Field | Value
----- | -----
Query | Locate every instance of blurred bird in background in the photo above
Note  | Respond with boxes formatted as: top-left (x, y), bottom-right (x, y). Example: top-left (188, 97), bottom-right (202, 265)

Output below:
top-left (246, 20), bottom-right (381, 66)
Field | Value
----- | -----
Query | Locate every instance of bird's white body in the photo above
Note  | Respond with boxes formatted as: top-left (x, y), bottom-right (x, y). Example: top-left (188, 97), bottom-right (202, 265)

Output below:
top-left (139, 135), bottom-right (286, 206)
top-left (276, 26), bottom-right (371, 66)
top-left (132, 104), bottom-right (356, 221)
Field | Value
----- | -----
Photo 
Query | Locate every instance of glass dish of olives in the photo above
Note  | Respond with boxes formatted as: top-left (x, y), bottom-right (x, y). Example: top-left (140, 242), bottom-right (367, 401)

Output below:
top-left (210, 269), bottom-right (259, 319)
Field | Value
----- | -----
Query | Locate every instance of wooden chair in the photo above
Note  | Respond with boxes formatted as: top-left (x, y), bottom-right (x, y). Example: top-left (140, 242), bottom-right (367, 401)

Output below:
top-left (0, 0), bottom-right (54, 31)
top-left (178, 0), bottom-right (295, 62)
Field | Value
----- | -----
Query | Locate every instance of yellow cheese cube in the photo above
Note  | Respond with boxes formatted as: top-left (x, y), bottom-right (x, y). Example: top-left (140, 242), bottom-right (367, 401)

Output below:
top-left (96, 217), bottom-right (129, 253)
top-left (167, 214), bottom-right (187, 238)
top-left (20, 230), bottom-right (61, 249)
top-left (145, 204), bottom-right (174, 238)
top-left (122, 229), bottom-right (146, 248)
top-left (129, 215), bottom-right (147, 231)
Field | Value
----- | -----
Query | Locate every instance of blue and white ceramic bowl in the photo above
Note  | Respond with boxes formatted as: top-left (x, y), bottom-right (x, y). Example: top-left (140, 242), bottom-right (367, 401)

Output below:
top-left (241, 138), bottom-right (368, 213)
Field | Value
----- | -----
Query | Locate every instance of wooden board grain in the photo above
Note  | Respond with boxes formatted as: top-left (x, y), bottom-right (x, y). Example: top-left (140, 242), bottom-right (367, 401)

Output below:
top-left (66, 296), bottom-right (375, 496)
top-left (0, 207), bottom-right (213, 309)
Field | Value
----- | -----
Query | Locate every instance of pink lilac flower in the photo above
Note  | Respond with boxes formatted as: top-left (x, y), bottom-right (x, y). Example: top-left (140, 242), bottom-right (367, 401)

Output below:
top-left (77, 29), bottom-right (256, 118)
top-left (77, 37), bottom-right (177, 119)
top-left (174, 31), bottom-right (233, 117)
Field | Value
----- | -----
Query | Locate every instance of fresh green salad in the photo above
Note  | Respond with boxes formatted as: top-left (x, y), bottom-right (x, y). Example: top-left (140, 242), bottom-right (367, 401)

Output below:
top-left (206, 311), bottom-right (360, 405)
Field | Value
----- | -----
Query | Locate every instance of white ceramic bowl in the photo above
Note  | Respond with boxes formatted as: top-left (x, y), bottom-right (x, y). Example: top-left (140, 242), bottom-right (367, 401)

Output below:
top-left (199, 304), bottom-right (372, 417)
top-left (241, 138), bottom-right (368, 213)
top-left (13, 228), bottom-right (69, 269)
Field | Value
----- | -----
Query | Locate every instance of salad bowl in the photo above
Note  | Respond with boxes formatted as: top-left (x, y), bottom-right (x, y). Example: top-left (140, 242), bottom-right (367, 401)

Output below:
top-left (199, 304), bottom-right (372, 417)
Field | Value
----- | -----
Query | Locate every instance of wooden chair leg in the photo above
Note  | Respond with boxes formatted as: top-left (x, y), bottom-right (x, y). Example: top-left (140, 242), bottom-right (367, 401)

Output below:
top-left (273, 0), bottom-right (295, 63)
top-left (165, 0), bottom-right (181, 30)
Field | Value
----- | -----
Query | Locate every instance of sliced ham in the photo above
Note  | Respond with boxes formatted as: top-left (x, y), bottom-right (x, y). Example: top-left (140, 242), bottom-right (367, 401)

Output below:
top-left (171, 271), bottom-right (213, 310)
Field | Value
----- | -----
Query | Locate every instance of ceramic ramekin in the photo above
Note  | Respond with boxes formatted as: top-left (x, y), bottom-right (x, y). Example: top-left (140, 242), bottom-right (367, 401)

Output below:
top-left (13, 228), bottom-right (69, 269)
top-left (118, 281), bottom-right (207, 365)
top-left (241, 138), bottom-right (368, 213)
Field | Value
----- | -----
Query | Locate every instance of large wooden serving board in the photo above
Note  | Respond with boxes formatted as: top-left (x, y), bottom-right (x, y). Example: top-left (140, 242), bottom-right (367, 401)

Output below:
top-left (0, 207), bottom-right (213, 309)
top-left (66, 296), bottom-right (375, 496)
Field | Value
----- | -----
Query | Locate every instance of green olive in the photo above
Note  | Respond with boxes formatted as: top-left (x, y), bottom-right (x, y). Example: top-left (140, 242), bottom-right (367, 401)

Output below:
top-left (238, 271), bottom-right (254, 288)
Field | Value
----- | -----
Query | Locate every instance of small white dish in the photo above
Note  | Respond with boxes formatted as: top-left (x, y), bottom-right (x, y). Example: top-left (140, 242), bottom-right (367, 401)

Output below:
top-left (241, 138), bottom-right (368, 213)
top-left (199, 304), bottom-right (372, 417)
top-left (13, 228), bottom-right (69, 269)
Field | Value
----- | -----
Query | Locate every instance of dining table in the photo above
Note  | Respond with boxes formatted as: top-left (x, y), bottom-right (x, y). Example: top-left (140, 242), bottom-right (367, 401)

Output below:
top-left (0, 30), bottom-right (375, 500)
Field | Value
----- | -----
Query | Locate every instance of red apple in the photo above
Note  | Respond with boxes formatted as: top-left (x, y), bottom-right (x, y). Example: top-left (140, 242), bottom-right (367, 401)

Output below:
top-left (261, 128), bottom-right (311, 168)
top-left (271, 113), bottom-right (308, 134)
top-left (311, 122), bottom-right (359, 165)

• • • • • • •

> Work instructions: Copy out every line of the records above, word for word, with nothing changed.

> Result of this exercise:
Field | Value
----- | -----
Query | Locate every instance of blurred bird in background in the photo above
Note  | Respond with boxes formatted as: top-left (x, y), bottom-right (x, y). Example: top-left (188, 97), bottom-right (202, 265)

Output below:
top-left (246, 20), bottom-right (381, 66)
Field | Value
----- | -----
Query | Locate every instance of bird's white body in the photo above
Note  | Respond with boxes formatted as: top-left (x, y), bottom-right (x, y). Example: top-left (188, 97), bottom-right (202, 265)

Output below:
top-left (139, 135), bottom-right (286, 206)
top-left (276, 26), bottom-right (371, 66)
top-left (132, 104), bottom-right (356, 221)
Field | Value
----- | -----
Photo 
Query | Locate every instance of glass dish of olives in the photo above
Note  | Respond with boxes formatted as: top-left (x, y), bottom-right (x, y). Example: top-left (140, 242), bottom-right (367, 401)

Output below:
top-left (210, 269), bottom-right (259, 319)
Field | Value
----- | -----
Query | Locate every instance of wooden chair in the photo above
Note  | Respond with boxes formatted as: top-left (x, y), bottom-right (x, y). Example: top-left (140, 242), bottom-right (367, 401)

Output below:
top-left (0, 0), bottom-right (54, 31)
top-left (178, 0), bottom-right (295, 62)
Field | Value
----- | -----
Query | Locate every instance of yellow cheese cube in the photo above
Note  | Respond with boxes formatted as: top-left (x, y), bottom-right (x, y). Example: top-left (140, 242), bottom-right (367, 401)

Output below:
top-left (96, 217), bottom-right (129, 253)
top-left (167, 214), bottom-right (187, 238)
top-left (20, 230), bottom-right (61, 249)
top-left (145, 204), bottom-right (174, 238)
top-left (122, 229), bottom-right (146, 248)
top-left (129, 215), bottom-right (147, 231)
Field | Value
----- | -----
Query | Locate every instance of blue and white ceramic bowl in the photo above
Note  | Respond with boxes formatted as: top-left (x, y), bottom-right (x, y). Example: top-left (140, 242), bottom-right (367, 401)

Output below:
top-left (241, 138), bottom-right (368, 213)
Field | Value
----- | -----
Query | Locate every instance of wooden board grain in the photo above
Note  | Respond with boxes formatted as: top-left (x, y), bottom-right (x, y). Example: top-left (140, 242), bottom-right (367, 401)

Output below:
top-left (66, 296), bottom-right (375, 496)
top-left (0, 207), bottom-right (213, 309)
Field | Value
----- | -----
Query | Locate every instance of pink lilac flower in the photo above
Note  | Respond with boxes formatted as: top-left (x, y), bottom-right (x, y). Example: top-left (140, 242), bottom-right (367, 401)

Output below:
top-left (77, 29), bottom-right (256, 118)
top-left (77, 37), bottom-right (177, 119)
top-left (174, 31), bottom-right (233, 117)
Field | Value
----- | -----
Query | Locate every instance of fresh green salad in the photo above
Note  | Respond with boxes formatted as: top-left (x, y), bottom-right (x, y). Example: top-left (140, 242), bottom-right (367, 401)

Output below:
top-left (206, 311), bottom-right (360, 405)
Field | Value
----- | -----
Query | Locate every instance of white ceramic bowl in the photo above
Note  | Respond with boxes formatted as: top-left (x, y), bottom-right (x, y). Example: top-left (140, 242), bottom-right (367, 401)

Output below:
top-left (199, 304), bottom-right (372, 417)
top-left (241, 138), bottom-right (368, 213)
top-left (13, 228), bottom-right (69, 269)
Field | Value
----- | -----
Query | Locate every instance of salad bowl in the photo above
Note  | Respond with boxes formatted as: top-left (x, y), bottom-right (x, y). Example: top-left (140, 242), bottom-right (367, 401)

Output below:
top-left (199, 304), bottom-right (372, 417)
Field | Value
----- | -----
Query | Locate every instance of wooden chair leg in the photo above
Note  | Respond with boxes formatted as: top-left (x, y), bottom-right (x, y). Example: top-left (140, 242), bottom-right (367, 401)

Output below:
top-left (273, 0), bottom-right (295, 63)
top-left (165, 0), bottom-right (181, 30)
Field | Value
----- | -----
Query | Locate every instance of sliced ham in the photo above
Note  | Respond with boxes formatted as: top-left (x, y), bottom-right (x, y). Example: top-left (140, 242), bottom-right (367, 401)

Output below:
top-left (171, 271), bottom-right (213, 310)
Field | Value
----- | -----
Query | Locate every instance of ceramic ramekin in the photo above
Note  | Respond with boxes formatted as: top-left (x, y), bottom-right (x, y). Example: top-left (140, 242), bottom-right (367, 401)

Output below:
top-left (13, 228), bottom-right (69, 269)
top-left (118, 281), bottom-right (207, 365)
top-left (241, 138), bottom-right (368, 213)
Field | Value
----- | -----
Query | Locate every instance of large wooden serving board in the photo above
Note  | Respond with boxes formatted as: top-left (x, y), bottom-right (x, y). Example: top-left (140, 242), bottom-right (367, 401)

Output below:
top-left (0, 207), bottom-right (213, 309)
top-left (66, 296), bottom-right (375, 496)
Field | Value
----- | -----
Query | Locate every instance of green olive in the photo above
Note  | Respond with boxes formatted as: top-left (x, y), bottom-right (x, y). Example: top-left (140, 242), bottom-right (367, 401)

Output below:
top-left (238, 271), bottom-right (254, 288)
Field | Value
----- | -----
Query | Locate every instance of small white dish in the photo above
Note  | Respond with boxes formatted as: top-left (x, y), bottom-right (x, y). Example: top-left (140, 242), bottom-right (367, 401)

Output below:
top-left (241, 138), bottom-right (368, 213)
top-left (199, 304), bottom-right (372, 417)
top-left (13, 228), bottom-right (69, 269)
Field | Value
----- | -----
Query | Locate every instance of dining table in the photo above
Note  | Respond with boxes formatted as: top-left (x, y), bottom-right (x, y). Example: top-left (140, 242), bottom-right (367, 401)

Output below:
top-left (0, 30), bottom-right (375, 500)
Field | Value
----- | -----
Query | Locate every instance of red apple in the photo above
Note  | Respond with boxes formatted as: top-left (x, y), bottom-right (x, y). Example: top-left (140, 242), bottom-right (367, 401)

Output below:
top-left (261, 128), bottom-right (311, 168)
top-left (271, 113), bottom-right (308, 134)
top-left (311, 122), bottom-right (359, 165)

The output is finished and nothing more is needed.